Directive –
Render the rows, from their start through the line containing "positive clicks: (211, 238)", as a numbered list, omitting blank lines and leaving out the pictures.

Records for the task –
= = = = =

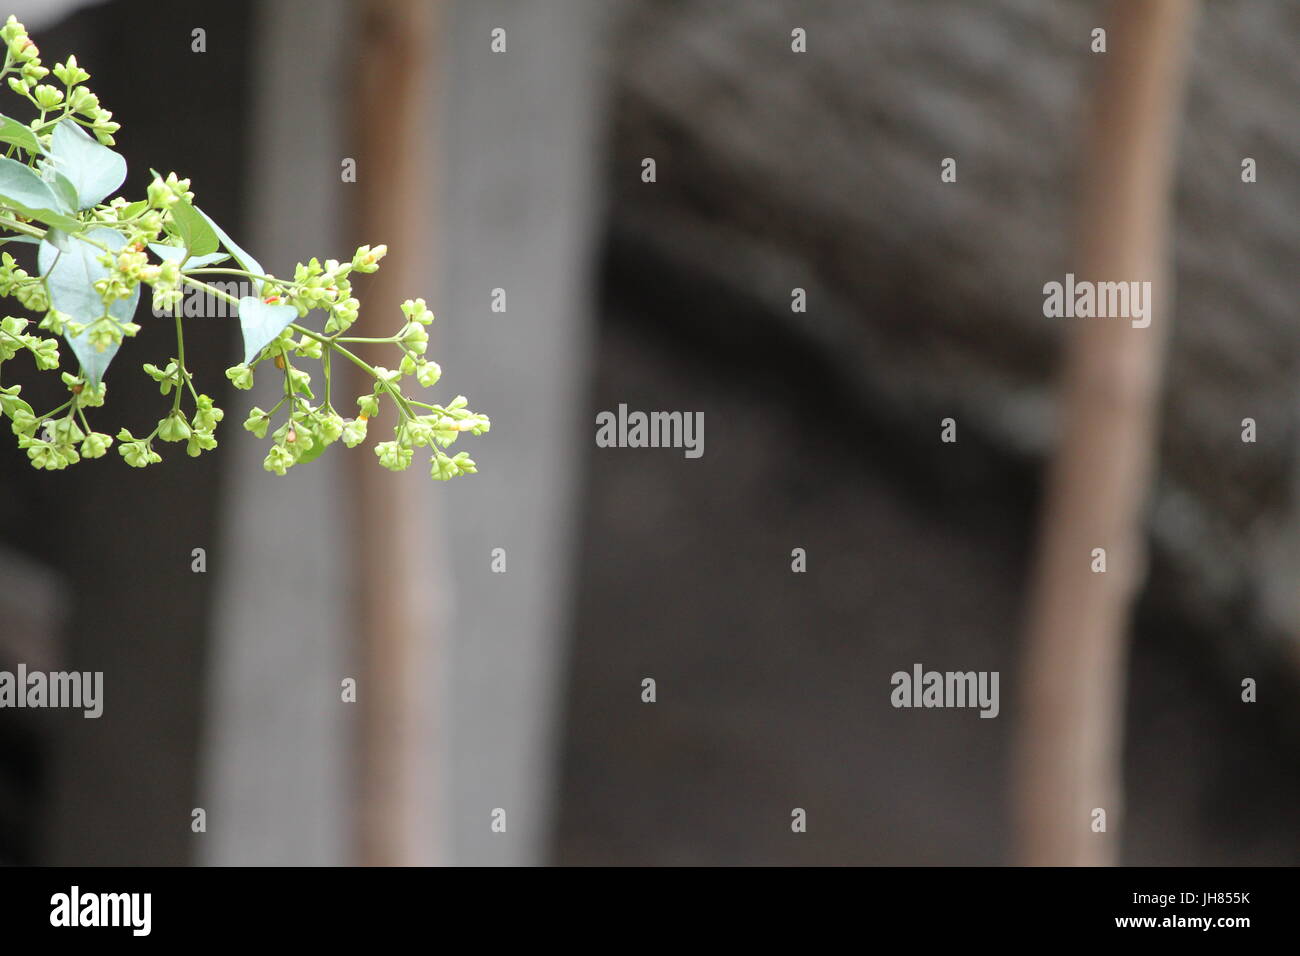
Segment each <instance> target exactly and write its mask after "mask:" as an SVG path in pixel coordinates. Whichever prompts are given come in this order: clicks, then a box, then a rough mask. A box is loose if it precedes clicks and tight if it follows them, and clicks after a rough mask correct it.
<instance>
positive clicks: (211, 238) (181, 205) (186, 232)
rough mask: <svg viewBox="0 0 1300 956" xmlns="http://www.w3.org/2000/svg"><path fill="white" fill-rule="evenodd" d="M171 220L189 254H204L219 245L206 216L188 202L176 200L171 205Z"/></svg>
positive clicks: (200, 255)
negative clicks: (176, 202)
mask: <svg viewBox="0 0 1300 956" xmlns="http://www.w3.org/2000/svg"><path fill="white" fill-rule="evenodd" d="M172 221H173V222H174V224H175V234H177V235H179V237H181V242H183V243H185V247H186V248H187V250H190V255H195V256H205V255H208V254H211V252H216V251H217V250H218V248H220V247H221V243H220V242H217V234H216V232H214V230H213V229H212V226H211V225H209V224H208V220H207V217H205V216H200V215H199V211H198V209H195V208H194V207H192V206H190V204H188V203H186V202H178V203H177V204H175V206H173V207H172Z"/></svg>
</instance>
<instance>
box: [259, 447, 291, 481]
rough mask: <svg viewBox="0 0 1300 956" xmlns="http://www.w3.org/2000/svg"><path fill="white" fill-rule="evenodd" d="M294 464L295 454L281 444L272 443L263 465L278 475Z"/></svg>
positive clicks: (269, 470)
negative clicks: (269, 449)
mask: <svg viewBox="0 0 1300 956" xmlns="http://www.w3.org/2000/svg"><path fill="white" fill-rule="evenodd" d="M292 464H294V455H292V454H291V453H290V451H289V450H287V449H285V447H283V446H281V445H272V446H270V451H268V453H266V459H265V460H264V462H263V463H261V467H263V468H265V470H266V471H269V472H273V473H276V475H283V473H285V472H286V471H289V468H291V467H292Z"/></svg>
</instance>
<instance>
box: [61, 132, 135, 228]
mask: <svg viewBox="0 0 1300 956" xmlns="http://www.w3.org/2000/svg"><path fill="white" fill-rule="evenodd" d="M49 155H51V157H52V159H53V160H55V166H56V169H57V170H59V173H61V174H62V176H66V177H68V179H69V181H70V182H72V186H73V190H74V193H75V196H77V199H75V206H74V207H73V208H77V209H88V208H90V207H92V206H95V204H96V203H99V202H101V200H103V199H104V198H105V196H108V195H110V194H112V193H114V191H116V190H117V187H118V186H121V185H122V182H123V181H125V179H126V160H125V159H122V157H121V155H118V153H116V152H113V151H112V150H109V148H108V147H107V146H100V144H99V143H98V142H95V140H94V139H92V138H91V137H88V135H87V134H86V133H83V131H82V129H81V126H78V125H77V124H75V122H66V121H65V122H61V124H59V125H57V126H55V134H53V137H52V138H51V140H49Z"/></svg>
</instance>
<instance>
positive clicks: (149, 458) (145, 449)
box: [117, 436, 162, 468]
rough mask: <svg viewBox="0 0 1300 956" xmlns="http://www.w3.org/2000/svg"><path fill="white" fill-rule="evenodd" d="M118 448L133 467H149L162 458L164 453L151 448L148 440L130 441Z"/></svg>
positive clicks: (123, 457) (118, 450)
mask: <svg viewBox="0 0 1300 956" xmlns="http://www.w3.org/2000/svg"><path fill="white" fill-rule="evenodd" d="M118 438H121V436H118ZM117 450H118V453H121V455H122V458H125V459H126V463H127V464H129V466H131V467H133V468H147V467H148V466H151V464H156V463H159V462H161V460H162V455H160V454H159V453H157V451H155V450H153V449H151V447H149V445H148V442H144V441H129V442H125V444H122V445H118V446H117Z"/></svg>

= = = = =

Reply –
1. Segment each <instance> target exactly and write its mask after "mask:" as an SVG path in pixel coordinates. Whichever prompts are given come in this order: clicks, then a box, then a rough mask. A box is loose if it precedes clicks and tight if it follows them, and clicks after a rough mask correct it.
2. <instance>
3. positive clicks: (211, 238) (181, 205) (186, 232)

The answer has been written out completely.